Can you pull out, word for word, the stretch of the software thread from "Yea spreadsheets can" through "this using PHP/MySQL."?

[Begin Excerpted text]

# Software



## tirediron (Mar 16, 2014)

Okay.... 'nother software question:  I'm looking for an application that will allow me to track my jobs, keep notes, client information, and ideally ('though not critical) create invoices.  Up 'til now, I've been using a spreadsheet to track everything, but I'm finding that rather clumsy.  I've looked at Office Time, but it's really more of a time-tracker and the hours spent of [most] jobs aren't important.  I'm aware that Quick Books and similar have this functionality, but I don't need a full-on accounting package.  Thoughts?  Suggestions (and no, 'Go soak your head isn't a real application! :greenpbl: )


----------



## tecboy (Mar 16, 2014)

Have you tried Excel? You can program it the way you want.


----------



## tirediron (Mar 16, 2014)

tecboy said:


> Have you tried Excel? You can program it the way you want.





> I've been using a spreadsheet to track everything


Mebbe...


----------



## IronMaskDuval (Mar 16, 2014)

You can look for a free CRM.


----------



## tirediron (Mar 16, 2014)

IronMaskDuval said:


> You can look for a free CRM.


Yep... but that's the problem; there are so many applications out there, I would go old and grey before I tried them all.  I was hoping someone here might have a specific recommendation.


----------



## Light Guru (Mar 16, 2014)

Yea spreadsheets can be vary clunky for the things you want to do. 

I have not used it myself so I don't know it will do every thing you want like notes about clients but I have heard vary good things about freshbooks.com they even have a 30 day free trial.


----------



## manaheim (Mar 16, 2014)

I'm curious about this one myself... not that I have enough business to worry about it anymore... but when I did I wound up writing my own application to track all this using PHP/MySQL.

[End Excerpted text]
[Begin Information given]

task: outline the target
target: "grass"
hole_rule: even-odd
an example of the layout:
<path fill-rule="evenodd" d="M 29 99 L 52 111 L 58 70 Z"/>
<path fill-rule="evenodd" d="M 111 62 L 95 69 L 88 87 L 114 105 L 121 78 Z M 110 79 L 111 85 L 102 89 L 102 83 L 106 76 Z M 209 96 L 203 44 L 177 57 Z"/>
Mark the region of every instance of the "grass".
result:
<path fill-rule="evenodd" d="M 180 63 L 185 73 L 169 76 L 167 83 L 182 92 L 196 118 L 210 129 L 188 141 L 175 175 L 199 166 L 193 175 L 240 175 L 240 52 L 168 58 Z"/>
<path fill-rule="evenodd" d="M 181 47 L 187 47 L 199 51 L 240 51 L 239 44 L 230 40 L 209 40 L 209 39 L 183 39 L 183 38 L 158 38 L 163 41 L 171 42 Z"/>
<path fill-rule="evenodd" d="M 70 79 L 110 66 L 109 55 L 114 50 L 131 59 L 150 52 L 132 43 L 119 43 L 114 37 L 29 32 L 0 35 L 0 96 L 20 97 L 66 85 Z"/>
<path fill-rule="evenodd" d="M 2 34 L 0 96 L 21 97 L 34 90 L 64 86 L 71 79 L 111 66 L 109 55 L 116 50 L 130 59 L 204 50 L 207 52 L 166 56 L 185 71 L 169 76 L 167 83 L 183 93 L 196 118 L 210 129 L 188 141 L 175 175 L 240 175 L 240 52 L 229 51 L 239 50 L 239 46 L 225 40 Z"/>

[End Information given]

### [Expected answer]
Yea spreadsheets can be vary clunky for the things you want to do. 

I have not used it myself so I don't know it will do every thing you want like notes about clients but I have heard vary good things about freshbooks.com they even have a 30 day free trial.


----------



## manaheim (Mar 16, 2014)

I'm curious about this one myself... not that I have enough business to worry about it anymore... but when I did I wound up writing my own application to track all this using PHP/MySQL.